<<<<

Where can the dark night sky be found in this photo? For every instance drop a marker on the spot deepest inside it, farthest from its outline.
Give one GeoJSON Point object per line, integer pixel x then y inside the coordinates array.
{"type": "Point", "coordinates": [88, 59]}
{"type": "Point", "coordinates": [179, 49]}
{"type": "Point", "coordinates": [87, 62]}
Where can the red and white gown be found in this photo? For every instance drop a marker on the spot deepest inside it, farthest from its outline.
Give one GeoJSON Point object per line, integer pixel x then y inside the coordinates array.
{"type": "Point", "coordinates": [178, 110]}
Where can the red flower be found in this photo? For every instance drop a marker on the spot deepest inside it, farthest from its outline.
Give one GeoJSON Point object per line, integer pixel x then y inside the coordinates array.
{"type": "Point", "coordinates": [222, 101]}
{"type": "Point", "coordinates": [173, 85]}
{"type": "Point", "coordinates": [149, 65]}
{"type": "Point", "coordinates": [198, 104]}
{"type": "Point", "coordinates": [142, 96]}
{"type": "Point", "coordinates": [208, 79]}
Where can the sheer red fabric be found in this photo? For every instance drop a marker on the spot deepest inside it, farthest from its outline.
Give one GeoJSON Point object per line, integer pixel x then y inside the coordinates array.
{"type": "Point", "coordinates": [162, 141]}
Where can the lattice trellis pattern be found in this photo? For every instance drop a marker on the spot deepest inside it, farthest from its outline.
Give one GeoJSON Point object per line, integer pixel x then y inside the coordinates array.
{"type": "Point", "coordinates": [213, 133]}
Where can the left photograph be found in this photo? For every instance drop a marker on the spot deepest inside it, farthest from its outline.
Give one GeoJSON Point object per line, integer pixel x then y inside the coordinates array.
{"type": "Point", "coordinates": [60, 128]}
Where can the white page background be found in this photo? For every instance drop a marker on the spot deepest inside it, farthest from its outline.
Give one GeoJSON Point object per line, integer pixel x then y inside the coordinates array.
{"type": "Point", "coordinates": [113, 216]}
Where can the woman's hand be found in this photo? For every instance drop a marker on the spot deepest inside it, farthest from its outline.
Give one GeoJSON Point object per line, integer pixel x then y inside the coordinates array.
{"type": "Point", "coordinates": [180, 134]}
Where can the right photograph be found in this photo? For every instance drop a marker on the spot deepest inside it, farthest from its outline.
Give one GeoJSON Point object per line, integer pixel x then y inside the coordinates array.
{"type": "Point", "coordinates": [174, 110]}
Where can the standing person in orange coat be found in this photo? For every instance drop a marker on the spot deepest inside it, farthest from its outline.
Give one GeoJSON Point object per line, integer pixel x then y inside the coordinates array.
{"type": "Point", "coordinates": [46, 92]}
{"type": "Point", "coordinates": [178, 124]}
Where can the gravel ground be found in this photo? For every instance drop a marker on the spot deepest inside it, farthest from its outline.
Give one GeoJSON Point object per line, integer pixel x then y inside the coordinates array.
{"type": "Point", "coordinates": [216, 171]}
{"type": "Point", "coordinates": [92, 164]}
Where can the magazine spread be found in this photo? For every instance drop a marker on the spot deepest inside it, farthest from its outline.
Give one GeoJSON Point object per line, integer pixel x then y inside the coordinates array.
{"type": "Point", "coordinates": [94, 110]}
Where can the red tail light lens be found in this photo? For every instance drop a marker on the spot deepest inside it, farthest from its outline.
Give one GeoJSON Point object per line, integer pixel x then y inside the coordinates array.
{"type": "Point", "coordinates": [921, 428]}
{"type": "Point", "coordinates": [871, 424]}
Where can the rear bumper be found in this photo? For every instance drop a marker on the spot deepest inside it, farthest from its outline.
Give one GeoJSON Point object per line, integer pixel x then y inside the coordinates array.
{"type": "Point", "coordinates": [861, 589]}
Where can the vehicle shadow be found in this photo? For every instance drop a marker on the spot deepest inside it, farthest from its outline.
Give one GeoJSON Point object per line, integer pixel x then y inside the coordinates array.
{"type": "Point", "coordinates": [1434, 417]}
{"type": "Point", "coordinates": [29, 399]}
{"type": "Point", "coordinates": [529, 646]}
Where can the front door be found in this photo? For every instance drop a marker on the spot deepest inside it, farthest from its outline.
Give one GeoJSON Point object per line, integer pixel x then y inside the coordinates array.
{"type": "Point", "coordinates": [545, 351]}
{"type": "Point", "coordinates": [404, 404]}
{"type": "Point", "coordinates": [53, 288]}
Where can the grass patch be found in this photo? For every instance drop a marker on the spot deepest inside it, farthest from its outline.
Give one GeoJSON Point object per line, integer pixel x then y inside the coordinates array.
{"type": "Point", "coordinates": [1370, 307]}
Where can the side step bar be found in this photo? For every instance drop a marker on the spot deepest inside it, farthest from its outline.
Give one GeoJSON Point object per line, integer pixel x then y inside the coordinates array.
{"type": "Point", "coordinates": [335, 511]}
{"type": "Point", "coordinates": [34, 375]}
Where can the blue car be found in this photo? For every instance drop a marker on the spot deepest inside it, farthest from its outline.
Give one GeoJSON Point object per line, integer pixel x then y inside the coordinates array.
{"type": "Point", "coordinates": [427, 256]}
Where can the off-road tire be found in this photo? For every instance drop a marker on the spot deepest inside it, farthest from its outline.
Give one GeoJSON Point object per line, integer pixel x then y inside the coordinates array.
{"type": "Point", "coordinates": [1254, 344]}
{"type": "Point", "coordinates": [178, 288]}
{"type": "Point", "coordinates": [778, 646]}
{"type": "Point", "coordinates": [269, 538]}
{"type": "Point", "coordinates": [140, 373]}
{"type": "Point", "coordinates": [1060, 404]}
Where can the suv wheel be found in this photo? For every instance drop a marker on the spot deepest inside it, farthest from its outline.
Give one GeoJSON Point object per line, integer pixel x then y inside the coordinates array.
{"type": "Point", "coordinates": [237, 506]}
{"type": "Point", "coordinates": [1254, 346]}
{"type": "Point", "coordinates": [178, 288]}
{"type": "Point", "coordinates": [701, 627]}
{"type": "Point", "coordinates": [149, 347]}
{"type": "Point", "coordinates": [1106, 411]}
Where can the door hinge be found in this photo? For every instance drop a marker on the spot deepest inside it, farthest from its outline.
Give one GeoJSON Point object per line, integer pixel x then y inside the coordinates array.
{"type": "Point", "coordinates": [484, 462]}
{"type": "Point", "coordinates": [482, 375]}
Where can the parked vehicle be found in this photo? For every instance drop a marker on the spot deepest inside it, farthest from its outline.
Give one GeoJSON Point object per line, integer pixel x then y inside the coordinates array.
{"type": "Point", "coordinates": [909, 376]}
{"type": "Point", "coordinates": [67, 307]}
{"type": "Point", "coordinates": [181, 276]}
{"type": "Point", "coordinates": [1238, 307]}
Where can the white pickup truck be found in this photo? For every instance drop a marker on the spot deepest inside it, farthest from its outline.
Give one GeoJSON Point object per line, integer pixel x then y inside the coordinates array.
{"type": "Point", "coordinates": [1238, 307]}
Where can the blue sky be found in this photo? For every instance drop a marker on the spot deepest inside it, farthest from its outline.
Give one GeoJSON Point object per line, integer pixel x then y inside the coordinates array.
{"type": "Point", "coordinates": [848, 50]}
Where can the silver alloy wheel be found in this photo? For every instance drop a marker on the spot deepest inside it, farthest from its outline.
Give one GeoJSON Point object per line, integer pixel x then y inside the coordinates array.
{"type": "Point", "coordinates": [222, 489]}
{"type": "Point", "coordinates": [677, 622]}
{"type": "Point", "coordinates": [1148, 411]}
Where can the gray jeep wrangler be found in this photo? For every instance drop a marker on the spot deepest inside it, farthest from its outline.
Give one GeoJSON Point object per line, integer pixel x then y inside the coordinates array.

>>>>

**Assignment**
Every line above should be transcribed exactly.

**Solution**
Where can the dark night sky be found in this photo? For every instance drop a marker on the spot deepest inside it, farthest from its outline.
Give one GeoJSON Point object per line, integer pixel x then y inside the coordinates array.
{"type": "Point", "coordinates": [88, 59]}
{"type": "Point", "coordinates": [179, 49]}
{"type": "Point", "coordinates": [87, 62]}
Where can the red and white gown be found in this photo? For every instance drop a marker on the spot deepest inside it, farthest from its outline.
Give one GeoJSON Point object per line, integer pixel x then y inside the coordinates array.
{"type": "Point", "coordinates": [178, 110]}
Where can the red flower be found in this photo? For every instance drop a marker on the spot deepest inside it, farthest from its outline.
Give one GeoJSON Point object per line, integer pixel x then y inside the coordinates array.
{"type": "Point", "coordinates": [222, 101]}
{"type": "Point", "coordinates": [173, 85]}
{"type": "Point", "coordinates": [149, 65]}
{"type": "Point", "coordinates": [198, 104]}
{"type": "Point", "coordinates": [142, 96]}
{"type": "Point", "coordinates": [208, 79]}
Where can the sheer red fabric be found in this photo? For every instance drop a marker on the spot deepest inside it, farthest from its outline.
Give one GeoJSON Point object per line, integer pixel x then y inside the coordinates array.
{"type": "Point", "coordinates": [162, 141]}
Where can the lattice trellis pattern be found in this photo? For every instance drop a marker on the spot deepest inside it, farthest from its outline.
Give one GeoJSON Point object per line, integer pixel x then y inside the coordinates array.
{"type": "Point", "coordinates": [213, 133]}
Where can the left photograph be found in this photo? For every instance drop a marker on the spot deepest inside it, farthest from its outline.
Give one GeoJSON Point object per line, integer pixel x then y inside the coordinates array.
{"type": "Point", "coordinates": [60, 128]}
Where can the white page background be found in this photo? For every instance drop a marker on the spot deepest inside it, farthest from its outline.
Give one GeoJSON Point object per line, integer pixel x then y inside the coordinates array.
{"type": "Point", "coordinates": [113, 216]}
Where can the woman's hand be found in this photo? For every instance drop a marker on the spot deepest inside it, farthest from its outline.
Give one GeoJSON Point object per line, integer pixel x then y inside the coordinates array.
{"type": "Point", "coordinates": [180, 134]}
Where can the right photograph be found in this photo? For every instance drop a marker on the spot deepest inside it, farthest from its outline.
Give one GeoJSON Point object per line, integer pixel x then y inside the coordinates array.
{"type": "Point", "coordinates": [174, 110]}
Where can the standing person in orange coat be found in this photo? For every instance drop a marker on the spot deepest inside it, farthest from its outline.
Give one GeoJSON Point object per line, integer pixel x then y inside the coordinates array.
{"type": "Point", "coordinates": [46, 92]}
{"type": "Point", "coordinates": [178, 124]}
Where can the gravel ground be found in this photo? For every instance drop a marker on the spot deepest inside it, farthest from its outline.
Give one GeoJSON Point object per line, integer pixel x then y inside the coordinates array.
{"type": "Point", "coordinates": [216, 171]}
{"type": "Point", "coordinates": [92, 164]}
Where can the magazine spread be found in this photo? For every instance drop a marker on the spot deepest inside it, farthest from its outline.
Give one GeoJSON Point object per line, integer pixel x then y inside the coordinates array.
{"type": "Point", "coordinates": [94, 110]}
Where can the red tail light lens be found in this photo? For every instance drop a marker on the spot deepest inside it, farthest from its outline.
Give one GeoJSON Point object per line, integer pixel x then y inside the coordinates array.
{"type": "Point", "coordinates": [921, 428]}
{"type": "Point", "coordinates": [871, 424]}
Where can the rear bumper be found in this photo? For every instance drop a marker on the spot deepest inside it, farthest from its outline.
Give one GeoJSON Point object per line, integer pixel x then y inside the coordinates array.
{"type": "Point", "coordinates": [861, 589]}
Where can the vehicle shadow be found in this photo? For every instance drop a marker on the spot deepest inside it, farthest from its outline.
Give one GeoJSON Point object per line, integer pixel x then y inside the coordinates array.
{"type": "Point", "coordinates": [1434, 417]}
{"type": "Point", "coordinates": [29, 399]}
{"type": "Point", "coordinates": [529, 646]}
Where can the front door be found in this photo? For every instance drop a marker on the spot deepest inside it, farthest from its outline.
Give one GeoJSON Point object per line, integer pixel x then y inside the coordinates array.
{"type": "Point", "coordinates": [545, 351]}
{"type": "Point", "coordinates": [404, 404]}
{"type": "Point", "coordinates": [53, 288]}
Where can the grass patch be found in this photo? For every instance drop a marker on the spot deepest inside it, farthest from its outline.
Give one GeoJSON Point object per line, integer pixel x then y inside the coordinates array.
{"type": "Point", "coordinates": [1370, 307]}
Where can the side step bar be found in this photo? For every instance drop a marker on the spot deepest inside it, farthest from its outline.
Give one GeoJSON Point object per line, integer pixel x then y inside the coordinates array.
{"type": "Point", "coordinates": [335, 511]}
{"type": "Point", "coordinates": [34, 375]}
Where can the blue car be found in this photo? For every instance drop a marker on the spot deepest inside it, farthest from its outline.
Give one GeoJSON Point object per line, integer pixel x then y inside the coordinates array.
{"type": "Point", "coordinates": [427, 256]}
Where can the off-road tire be found in this photo? For every instance drop a marker on the spot deepest inside it, farthest from its outline.
Give one GeoJSON Point object per line, integer pixel x then y inside the coordinates array.
{"type": "Point", "coordinates": [1254, 344]}
{"type": "Point", "coordinates": [178, 288]}
{"type": "Point", "coordinates": [778, 646]}
{"type": "Point", "coordinates": [269, 538]}
{"type": "Point", "coordinates": [140, 373]}
{"type": "Point", "coordinates": [1060, 404]}
Where can the suv wheel be found in this photo? For every instance drop a marker on the spot deepest inside it, farthest from its outline.
Give one GeoJSON Point object per line, integer pixel x then y inside the coordinates array.
{"type": "Point", "coordinates": [237, 506]}
{"type": "Point", "coordinates": [1254, 346]}
{"type": "Point", "coordinates": [178, 288]}
{"type": "Point", "coordinates": [701, 627]}
{"type": "Point", "coordinates": [149, 347]}
{"type": "Point", "coordinates": [1106, 411]}
Where can the door hinge be found in this photo? For every instance drop a marker on the spot deepest inside it, farthest from its outline.
Give one GeoJSON Point object per line, integer pixel x then y inside the coordinates array.
{"type": "Point", "coordinates": [484, 462]}
{"type": "Point", "coordinates": [482, 375]}
Where can the parked vehicle be found in this photo? For every instance drop a marker on the spot deepest inside it, farthest from its outline.
Give one GeoJSON Point object per line, integer pixel x then y inside the coordinates array.
{"type": "Point", "coordinates": [909, 376]}
{"type": "Point", "coordinates": [67, 307]}
{"type": "Point", "coordinates": [181, 276]}
{"type": "Point", "coordinates": [1238, 307]}
Where can the white pickup truck be found in this photo? For every instance drop a marker on the spot deepest inside it, farthest from its outline.
Give one GeoJSON Point object per line, integer pixel x then y inside the coordinates array.
{"type": "Point", "coordinates": [1238, 307]}
Where can the blue sky be found in this photo? For every instance drop a marker on the spot deepest inside it, farthest from its outline.
Give one GeoJSON Point object per line, integer pixel x then y inside the coordinates array.
{"type": "Point", "coordinates": [848, 50]}
Where can the silver alloy wheel be found in this photo? For every instance drop a marker on the spot deepest inside it, farthest from its outline.
Give one GeoJSON Point object per line, integer pixel x then y inside the coordinates array.
{"type": "Point", "coordinates": [222, 489]}
{"type": "Point", "coordinates": [677, 622]}
{"type": "Point", "coordinates": [1148, 411]}
Where can the gray jeep wrangler be found in this photo? For every instance drop a marker on the spot deepest inside it, farthest from its outline.
Give one GeoJSON Point object per line, integer pixel x then y inside the coordinates array.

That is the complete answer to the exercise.